Records from a data collection:
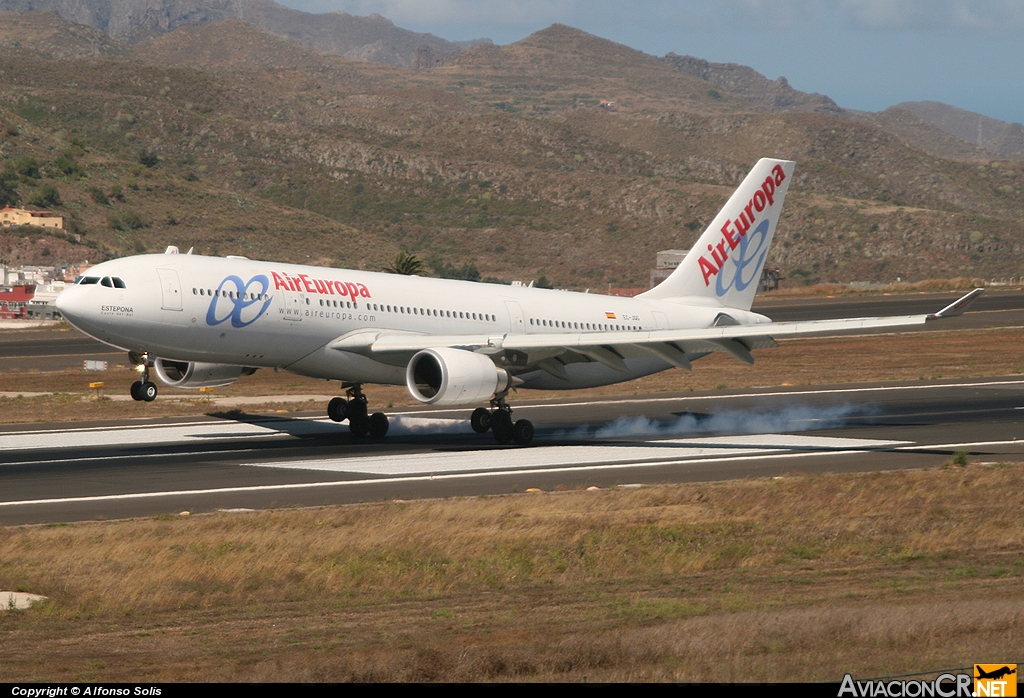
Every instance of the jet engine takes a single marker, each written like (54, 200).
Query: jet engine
(444, 376)
(193, 375)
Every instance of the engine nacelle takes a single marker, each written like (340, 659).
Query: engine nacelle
(193, 375)
(444, 376)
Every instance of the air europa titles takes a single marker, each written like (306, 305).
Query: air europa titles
(733, 231)
(317, 286)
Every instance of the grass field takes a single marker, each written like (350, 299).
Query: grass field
(795, 578)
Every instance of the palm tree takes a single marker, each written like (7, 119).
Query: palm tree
(410, 265)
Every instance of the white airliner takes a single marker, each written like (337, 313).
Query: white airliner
(203, 321)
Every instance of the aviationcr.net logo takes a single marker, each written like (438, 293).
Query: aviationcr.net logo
(994, 680)
(242, 302)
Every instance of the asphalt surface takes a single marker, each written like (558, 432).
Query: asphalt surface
(78, 471)
(82, 471)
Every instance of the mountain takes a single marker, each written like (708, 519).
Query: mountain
(372, 38)
(996, 136)
(45, 35)
(771, 95)
(503, 161)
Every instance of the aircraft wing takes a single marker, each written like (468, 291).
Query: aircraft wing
(671, 345)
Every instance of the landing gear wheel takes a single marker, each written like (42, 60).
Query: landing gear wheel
(358, 426)
(522, 432)
(378, 425)
(355, 409)
(336, 408)
(501, 425)
(480, 420)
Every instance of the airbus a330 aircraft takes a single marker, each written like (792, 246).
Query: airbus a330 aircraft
(202, 321)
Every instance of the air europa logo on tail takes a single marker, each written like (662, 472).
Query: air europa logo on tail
(320, 286)
(734, 234)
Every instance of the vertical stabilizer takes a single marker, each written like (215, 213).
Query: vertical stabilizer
(725, 263)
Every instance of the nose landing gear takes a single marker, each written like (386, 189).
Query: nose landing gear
(142, 390)
(354, 409)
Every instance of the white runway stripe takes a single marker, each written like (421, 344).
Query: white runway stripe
(547, 456)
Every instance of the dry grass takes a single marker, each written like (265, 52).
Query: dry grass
(908, 356)
(795, 578)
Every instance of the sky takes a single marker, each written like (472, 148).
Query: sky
(865, 54)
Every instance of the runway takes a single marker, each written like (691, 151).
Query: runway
(80, 471)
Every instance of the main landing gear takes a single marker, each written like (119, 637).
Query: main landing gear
(142, 390)
(499, 421)
(354, 409)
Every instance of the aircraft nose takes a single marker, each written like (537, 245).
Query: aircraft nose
(69, 304)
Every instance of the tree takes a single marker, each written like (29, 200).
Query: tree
(8, 186)
(147, 158)
(410, 265)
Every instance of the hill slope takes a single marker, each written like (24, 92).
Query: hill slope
(372, 38)
(994, 135)
(500, 160)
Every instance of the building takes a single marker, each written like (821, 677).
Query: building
(43, 303)
(14, 301)
(666, 263)
(43, 219)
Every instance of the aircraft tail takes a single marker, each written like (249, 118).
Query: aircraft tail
(725, 263)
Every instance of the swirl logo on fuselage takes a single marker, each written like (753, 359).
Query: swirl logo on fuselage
(243, 304)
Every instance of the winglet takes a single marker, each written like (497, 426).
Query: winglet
(958, 306)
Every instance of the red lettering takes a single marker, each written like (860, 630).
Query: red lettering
(715, 256)
(769, 188)
(707, 268)
(721, 248)
(730, 236)
(743, 223)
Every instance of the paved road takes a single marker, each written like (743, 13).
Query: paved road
(81, 471)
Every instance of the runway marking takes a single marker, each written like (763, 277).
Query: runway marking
(779, 393)
(678, 450)
(428, 477)
(265, 423)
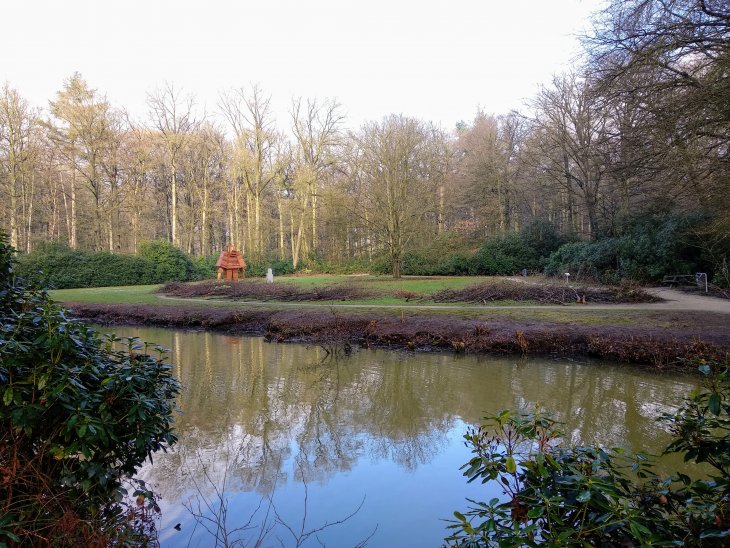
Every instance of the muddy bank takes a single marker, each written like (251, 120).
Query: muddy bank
(659, 348)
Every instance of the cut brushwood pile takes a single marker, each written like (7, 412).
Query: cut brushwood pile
(544, 294)
(260, 291)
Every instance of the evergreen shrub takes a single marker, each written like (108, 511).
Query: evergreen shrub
(78, 416)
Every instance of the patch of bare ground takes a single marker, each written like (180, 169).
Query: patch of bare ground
(260, 291)
(504, 290)
(640, 344)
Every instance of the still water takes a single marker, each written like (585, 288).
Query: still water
(280, 444)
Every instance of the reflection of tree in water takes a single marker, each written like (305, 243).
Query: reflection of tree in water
(268, 413)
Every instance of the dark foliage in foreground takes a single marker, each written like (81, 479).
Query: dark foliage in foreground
(78, 416)
(590, 496)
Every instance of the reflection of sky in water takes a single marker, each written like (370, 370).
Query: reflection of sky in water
(378, 428)
(399, 506)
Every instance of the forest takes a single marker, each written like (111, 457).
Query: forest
(618, 169)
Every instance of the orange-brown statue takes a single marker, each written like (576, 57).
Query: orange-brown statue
(231, 263)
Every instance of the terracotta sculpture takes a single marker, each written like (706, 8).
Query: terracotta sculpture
(231, 263)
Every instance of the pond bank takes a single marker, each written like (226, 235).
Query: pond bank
(656, 347)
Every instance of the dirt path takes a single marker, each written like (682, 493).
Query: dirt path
(679, 300)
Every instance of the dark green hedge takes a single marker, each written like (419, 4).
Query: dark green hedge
(60, 267)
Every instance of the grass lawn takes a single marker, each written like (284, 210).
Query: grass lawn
(385, 289)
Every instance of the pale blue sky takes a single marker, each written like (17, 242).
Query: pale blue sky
(437, 61)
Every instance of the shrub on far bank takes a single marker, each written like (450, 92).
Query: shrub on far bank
(647, 250)
(170, 263)
(58, 266)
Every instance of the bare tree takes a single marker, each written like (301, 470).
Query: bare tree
(316, 127)
(17, 156)
(172, 115)
(255, 162)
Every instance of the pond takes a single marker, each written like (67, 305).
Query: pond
(283, 444)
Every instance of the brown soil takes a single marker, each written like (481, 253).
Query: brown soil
(640, 344)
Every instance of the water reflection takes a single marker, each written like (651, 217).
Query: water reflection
(277, 423)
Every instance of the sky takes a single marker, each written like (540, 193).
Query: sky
(439, 61)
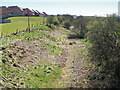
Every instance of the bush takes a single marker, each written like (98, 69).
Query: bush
(67, 25)
(105, 49)
(80, 26)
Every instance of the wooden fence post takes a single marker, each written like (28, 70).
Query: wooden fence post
(1, 34)
(17, 31)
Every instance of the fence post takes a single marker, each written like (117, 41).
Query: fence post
(1, 34)
(17, 31)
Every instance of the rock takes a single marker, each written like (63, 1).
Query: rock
(70, 43)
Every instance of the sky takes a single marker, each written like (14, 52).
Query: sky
(73, 7)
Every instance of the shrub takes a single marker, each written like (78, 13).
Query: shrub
(105, 49)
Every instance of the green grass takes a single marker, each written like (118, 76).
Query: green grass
(43, 75)
(19, 23)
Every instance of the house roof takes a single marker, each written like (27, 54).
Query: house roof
(3, 7)
(11, 7)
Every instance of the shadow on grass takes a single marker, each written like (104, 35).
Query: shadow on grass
(74, 36)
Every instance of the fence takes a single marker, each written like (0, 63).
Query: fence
(20, 31)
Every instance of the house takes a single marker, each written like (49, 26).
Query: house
(35, 13)
(14, 11)
(45, 14)
(3, 10)
(27, 11)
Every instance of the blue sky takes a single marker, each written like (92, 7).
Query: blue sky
(74, 7)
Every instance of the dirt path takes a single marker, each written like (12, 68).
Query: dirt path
(75, 72)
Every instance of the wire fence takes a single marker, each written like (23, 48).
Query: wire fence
(31, 29)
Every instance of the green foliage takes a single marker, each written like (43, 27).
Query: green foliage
(67, 25)
(80, 26)
(19, 23)
(105, 50)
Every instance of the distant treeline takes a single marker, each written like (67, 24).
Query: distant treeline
(103, 34)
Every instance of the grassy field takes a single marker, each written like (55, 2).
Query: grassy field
(19, 23)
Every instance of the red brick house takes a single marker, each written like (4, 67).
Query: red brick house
(14, 10)
(27, 11)
(3, 10)
(35, 13)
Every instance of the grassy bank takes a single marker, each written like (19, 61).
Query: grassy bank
(19, 23)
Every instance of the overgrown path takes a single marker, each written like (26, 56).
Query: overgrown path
(77, 67)
(43, 56)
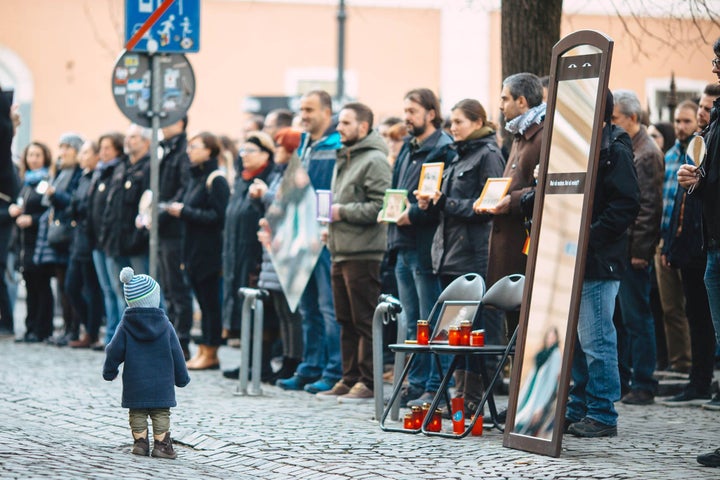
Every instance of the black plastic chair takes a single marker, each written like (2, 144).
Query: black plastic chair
(469, 287)
(506, 295)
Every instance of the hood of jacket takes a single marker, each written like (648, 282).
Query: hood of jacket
(373, 141)
(145, 324)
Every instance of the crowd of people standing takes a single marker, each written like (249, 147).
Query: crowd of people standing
(79, 219)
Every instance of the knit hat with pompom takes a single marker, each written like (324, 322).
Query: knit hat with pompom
(140, 290)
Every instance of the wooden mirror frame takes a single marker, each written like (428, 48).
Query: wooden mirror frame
(604, 44)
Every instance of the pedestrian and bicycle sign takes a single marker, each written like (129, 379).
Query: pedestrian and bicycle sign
(162, 26)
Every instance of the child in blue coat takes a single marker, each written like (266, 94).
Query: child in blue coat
(154, 364)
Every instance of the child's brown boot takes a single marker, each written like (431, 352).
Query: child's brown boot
(141, 447)
(163, 448)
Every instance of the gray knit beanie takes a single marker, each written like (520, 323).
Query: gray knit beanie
(140, 290)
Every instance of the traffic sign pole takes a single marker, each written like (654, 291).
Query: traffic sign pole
(154, 162)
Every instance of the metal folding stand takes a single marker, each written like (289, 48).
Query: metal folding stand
(388, 309)
(252, 318)
(503, 351)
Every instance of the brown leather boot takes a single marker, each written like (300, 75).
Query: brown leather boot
(84, 342)
(208, 361)
(163, 448)
(197, 358)
(141, 447)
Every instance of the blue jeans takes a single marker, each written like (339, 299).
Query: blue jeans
(418, 289)
(712, 285)
(637, 346)
(112, 309)
(321, 332)
(596, 381)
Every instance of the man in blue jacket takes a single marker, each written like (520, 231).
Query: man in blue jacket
(321, 368)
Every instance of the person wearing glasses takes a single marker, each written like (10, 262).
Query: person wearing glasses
(202, 212)
(242, 251)
(704, 181)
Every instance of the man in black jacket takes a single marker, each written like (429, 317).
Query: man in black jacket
(596, 380)
(705, 182)
(174, 177)
(410, 239)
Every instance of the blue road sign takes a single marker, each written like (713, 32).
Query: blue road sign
(176, 31)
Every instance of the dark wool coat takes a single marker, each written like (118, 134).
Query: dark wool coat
(242, 252)
(146, 342)
(26, 238)
(80, 249)
(203, 217)
(460, 244)
(97, 201)
(121, 236)
(65, 184)
(508, 231)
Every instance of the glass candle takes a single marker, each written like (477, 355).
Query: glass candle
(477, 428)
(465, 329)
(454, 335)
(435, 424)
(408, 423)
(423, 332)
(458, 415)
(477, 338)
(425, 409)
(417, 416)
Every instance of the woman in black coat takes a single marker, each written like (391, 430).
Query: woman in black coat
(35, 168)
(81, 281)
(242, 251)
(203, 214)
(461, 241)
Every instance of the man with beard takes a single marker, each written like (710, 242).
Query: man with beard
(410, 239)
(703, 182)
(357, 244)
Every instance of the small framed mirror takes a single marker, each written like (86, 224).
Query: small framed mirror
(579, 74)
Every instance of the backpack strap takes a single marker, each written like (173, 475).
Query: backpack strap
(213, 175)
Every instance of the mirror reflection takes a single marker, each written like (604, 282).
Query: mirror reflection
(552, 283)
(295, 232)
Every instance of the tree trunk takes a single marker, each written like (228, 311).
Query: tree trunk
(530, 28)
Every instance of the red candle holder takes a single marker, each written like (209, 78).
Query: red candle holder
(477, 428)
(417, 416)
(435, 424)
(454, 336)
(477, 338)
(423, 332)
(458, 415)
(465, 331)
(408, 423)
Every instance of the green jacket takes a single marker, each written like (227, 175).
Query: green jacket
(360, 178)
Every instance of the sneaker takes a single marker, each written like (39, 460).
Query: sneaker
(163, 448)
(334, 393)
(360, 393)
(322, 385)
(711, 459)
(688, 397)
(638, 397)
(409, 394)
(141, 447)
(424, 398)
(713, 404)
(589, 428)
(296, 382)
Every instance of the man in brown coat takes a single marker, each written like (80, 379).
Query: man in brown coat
(521, 102)
(636, 334)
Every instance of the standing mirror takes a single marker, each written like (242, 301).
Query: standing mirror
(556, 260)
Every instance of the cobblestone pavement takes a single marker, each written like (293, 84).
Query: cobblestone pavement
(61, 420)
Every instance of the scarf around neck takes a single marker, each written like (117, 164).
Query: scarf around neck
(519, 124)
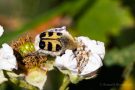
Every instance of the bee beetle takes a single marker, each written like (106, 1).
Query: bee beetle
(54, 41)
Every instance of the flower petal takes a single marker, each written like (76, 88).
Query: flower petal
(2, 77)
(7, 58)
(66, 61)
(36, 77)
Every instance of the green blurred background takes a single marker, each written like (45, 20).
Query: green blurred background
(110, 21)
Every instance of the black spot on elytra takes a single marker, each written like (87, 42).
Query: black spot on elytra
(49, 46)
(50, 34)
(42, 45)
(43, 34)
(58, 47)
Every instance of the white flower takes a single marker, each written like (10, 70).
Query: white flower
(84, 61)
(2, 77)
(36, 77)
(7, 58)
(1, 30)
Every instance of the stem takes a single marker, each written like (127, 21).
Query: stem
(65, 83)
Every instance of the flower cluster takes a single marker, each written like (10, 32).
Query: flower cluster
(80, 61)
(83, 62)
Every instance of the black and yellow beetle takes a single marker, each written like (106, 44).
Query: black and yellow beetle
(54, 41)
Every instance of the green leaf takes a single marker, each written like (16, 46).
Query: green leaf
(103, 18)
(123, 57)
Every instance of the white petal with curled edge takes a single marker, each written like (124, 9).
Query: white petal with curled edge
(2, 77)
(36, 77)
(96, 47)
(66, 61)
(93, 64)
(1, 30)
(7, 58)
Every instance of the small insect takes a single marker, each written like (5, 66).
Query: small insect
(54, 41)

◆ What is required
What you write out is the stretch of entries from the line containing "Query: shadow on grass" to the line containing "Every instance of the child in", word for word, with both end lines and no pictures.

◆ Final answer
Query: shadow on grass
(74, 36)
Every instance of the fence takes a single marker, each written like (0, 63).
Query: fence
(20, 31)
Every instance of the house takes a single marker, each written like (49, 26).
Query: house
(35, 13)
(14, 11)
(45, 14)
(3, 10)
(27, 11)
Every instance of the blue sky takes a single marker, each written like (92, 7).
Query: blue sky
(74, 7)
Every instance of the dirt path takes a single marker, each written like (12, 68).
Query: dirt path
(75, 72)
Every instance of the wire fence takes a single marker, each written like (23, 48).
Query: wire fence
(31, 29)
Every instance of the green foliage takes a single marker, each written like (43, 27).
Query: green foliage
(67, 25)
(80, 26)
(19, 23)
(105, 50)
Every instance of the distant treeline takes a single marker, each written like (67, 24).
Query: distant treeline
(103, 34)
Every instance of the grassy field takes a single marker, each written like (55, 2).
Query: grassy field
(19, 23)
Every instance of the red brick house takes a single marker, each written like (4, 67).
Query: red brick house
(14, 10)
(27, 11)
(3, 10)
(35, 13)
Every instance of the grassy bank takes a single marker, each written like (19, 61).
Query: grassy bank
(19, 23)
Every instance of the overgrown path takes a single marker, each written like (26, 56).
Query: overgrown path
(77, 67)
(43, 56)
Every instance of the black plastic chair takes a single marker, each written like (2, 144).
Query: black plastic chair
(469, 287)
(506, 295)
Every instance of the hood of jacket takes a single marker, each written like (648, 282).
Query: hood of jacket
(373, 141)
(145, 324)
Every instance of the crowd of people standing takes a single marker, each written like (249, 147).
Query: crowd of people standing
(79, 219)
Every instance of the knit hat with pompom takes a single marker, each written like (324, 322).
Query: knit hat with pompom
(140, 290)
Every instance of the wooden mirror frame takes a single marker, each written like (428, 48).
Query: wooden mirror frame
(604, 44)
Every instance of the pedestrian and bicycle sign takes a single marker, each written like (129, 379).
Query: pedestrian and bicycle sign
(162, 26)
Every instance of the child in blue coat takes a single marker, each written like (266, 94).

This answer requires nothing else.